#### Source data

*****

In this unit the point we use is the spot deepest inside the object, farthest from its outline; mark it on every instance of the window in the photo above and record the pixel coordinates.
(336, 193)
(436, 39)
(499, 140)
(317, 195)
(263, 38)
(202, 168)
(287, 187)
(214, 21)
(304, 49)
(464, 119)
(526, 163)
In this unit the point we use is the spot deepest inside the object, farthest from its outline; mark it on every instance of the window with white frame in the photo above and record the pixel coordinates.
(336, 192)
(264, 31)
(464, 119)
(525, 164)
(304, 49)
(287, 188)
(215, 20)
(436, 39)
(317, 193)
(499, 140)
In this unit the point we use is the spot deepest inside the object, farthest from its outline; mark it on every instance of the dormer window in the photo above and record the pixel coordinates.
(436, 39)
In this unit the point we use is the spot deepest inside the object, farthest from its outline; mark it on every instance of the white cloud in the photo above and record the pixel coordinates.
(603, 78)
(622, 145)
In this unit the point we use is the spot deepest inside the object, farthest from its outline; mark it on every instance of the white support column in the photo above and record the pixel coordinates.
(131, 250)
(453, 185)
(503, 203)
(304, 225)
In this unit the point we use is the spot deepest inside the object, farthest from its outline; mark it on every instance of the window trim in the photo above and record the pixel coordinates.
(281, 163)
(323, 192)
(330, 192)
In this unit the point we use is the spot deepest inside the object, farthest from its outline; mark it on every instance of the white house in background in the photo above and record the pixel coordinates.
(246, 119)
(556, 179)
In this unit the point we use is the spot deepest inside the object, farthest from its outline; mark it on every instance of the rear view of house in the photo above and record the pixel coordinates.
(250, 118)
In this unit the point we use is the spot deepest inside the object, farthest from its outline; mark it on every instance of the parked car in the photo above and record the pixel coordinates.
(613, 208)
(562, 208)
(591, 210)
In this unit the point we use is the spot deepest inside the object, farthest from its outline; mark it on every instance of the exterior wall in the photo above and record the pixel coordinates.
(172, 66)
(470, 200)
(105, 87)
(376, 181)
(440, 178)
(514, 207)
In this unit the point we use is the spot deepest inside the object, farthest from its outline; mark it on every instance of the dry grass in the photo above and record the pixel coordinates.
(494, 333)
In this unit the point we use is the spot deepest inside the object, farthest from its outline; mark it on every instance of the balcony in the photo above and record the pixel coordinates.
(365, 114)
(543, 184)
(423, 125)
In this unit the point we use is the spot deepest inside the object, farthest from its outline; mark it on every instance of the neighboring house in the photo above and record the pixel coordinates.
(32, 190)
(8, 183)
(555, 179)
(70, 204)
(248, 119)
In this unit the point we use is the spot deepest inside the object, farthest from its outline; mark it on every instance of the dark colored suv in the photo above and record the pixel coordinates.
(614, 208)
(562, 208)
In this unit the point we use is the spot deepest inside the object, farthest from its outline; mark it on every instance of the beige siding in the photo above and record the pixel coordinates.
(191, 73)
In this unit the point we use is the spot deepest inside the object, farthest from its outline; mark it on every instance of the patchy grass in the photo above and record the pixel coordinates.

*****

#### Short problem
Convert the items into a JSON list of strings, beginning with the line containing "of the neighboring" and continuing through the last line of the items. Give one string per line and leave out blank lines.

#### Exercise output
[
  "In this unit the point we use is the spot deepest inside the object, farthest from its outline; mark it on every instance of the neighboring house in the photo above and record the pixel coordinates.",
  "(32, 190)",
  "(8, 183)",
  "(555, 179)",
  "(70, 204)",
  "(248, 119)",
  "In this unit the point we use is the spot deepest inside the object, farthest from its outline; mark it on every instance of the dark colored suv in the photo above and record the pixel coordinates.",
  "(614, 208)",
  "(562, 208)",
  "In this unit the point we use is the spot deepest inside the object, farthest from its outline; mark it on every instance of the beige siding in the photo above and record the pixel coordinates.",
  "(191, 73)",
  "In this unit the point we use is the spot deepest inside the object, farthest from its outline; mark it on every instance of the patchy grass in the photo above and record the pixel coordinates."
]